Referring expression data
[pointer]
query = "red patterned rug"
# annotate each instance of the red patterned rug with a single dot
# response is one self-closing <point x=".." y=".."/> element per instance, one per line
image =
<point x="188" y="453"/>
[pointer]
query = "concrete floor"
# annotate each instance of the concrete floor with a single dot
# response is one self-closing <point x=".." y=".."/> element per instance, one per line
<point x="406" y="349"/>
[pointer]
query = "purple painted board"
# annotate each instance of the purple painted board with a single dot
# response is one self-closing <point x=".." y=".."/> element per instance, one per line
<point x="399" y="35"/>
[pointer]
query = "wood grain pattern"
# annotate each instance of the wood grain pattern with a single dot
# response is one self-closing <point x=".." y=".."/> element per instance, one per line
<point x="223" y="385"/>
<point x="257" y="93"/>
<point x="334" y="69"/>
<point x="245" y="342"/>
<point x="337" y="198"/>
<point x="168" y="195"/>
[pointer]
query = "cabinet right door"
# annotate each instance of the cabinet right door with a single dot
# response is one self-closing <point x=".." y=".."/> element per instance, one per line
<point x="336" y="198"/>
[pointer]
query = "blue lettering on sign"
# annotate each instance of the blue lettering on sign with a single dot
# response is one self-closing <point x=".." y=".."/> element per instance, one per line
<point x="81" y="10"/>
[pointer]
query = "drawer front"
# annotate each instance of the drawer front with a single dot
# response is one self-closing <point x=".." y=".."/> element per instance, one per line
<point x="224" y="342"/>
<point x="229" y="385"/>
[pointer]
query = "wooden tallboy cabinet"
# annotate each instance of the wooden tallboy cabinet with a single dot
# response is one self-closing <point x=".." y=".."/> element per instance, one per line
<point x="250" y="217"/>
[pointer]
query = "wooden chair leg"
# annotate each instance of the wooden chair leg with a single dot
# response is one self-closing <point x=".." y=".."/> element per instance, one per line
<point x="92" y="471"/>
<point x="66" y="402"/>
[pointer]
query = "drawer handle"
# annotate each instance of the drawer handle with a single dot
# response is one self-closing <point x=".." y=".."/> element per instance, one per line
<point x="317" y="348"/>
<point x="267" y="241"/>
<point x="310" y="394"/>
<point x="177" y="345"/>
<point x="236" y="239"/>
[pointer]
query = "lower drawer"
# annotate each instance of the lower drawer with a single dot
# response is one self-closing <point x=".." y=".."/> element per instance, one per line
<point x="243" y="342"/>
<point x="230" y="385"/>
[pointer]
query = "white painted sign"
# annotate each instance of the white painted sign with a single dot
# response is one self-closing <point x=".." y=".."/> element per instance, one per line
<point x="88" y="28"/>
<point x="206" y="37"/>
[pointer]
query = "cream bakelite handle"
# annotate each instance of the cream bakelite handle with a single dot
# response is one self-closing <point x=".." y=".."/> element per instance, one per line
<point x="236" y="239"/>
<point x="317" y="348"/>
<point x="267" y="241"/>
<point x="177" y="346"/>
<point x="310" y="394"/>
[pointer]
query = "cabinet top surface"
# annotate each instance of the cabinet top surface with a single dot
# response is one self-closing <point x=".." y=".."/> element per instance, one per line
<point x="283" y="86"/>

# What is being asked
Bring together every line in the entries that holds the string "painted".

# Problem solution
query = "purple painted board"
# annotate each instance of the purple painted board with a single dot
query = "white painted sign"
# annotate each instance of the white painted sign with a single dot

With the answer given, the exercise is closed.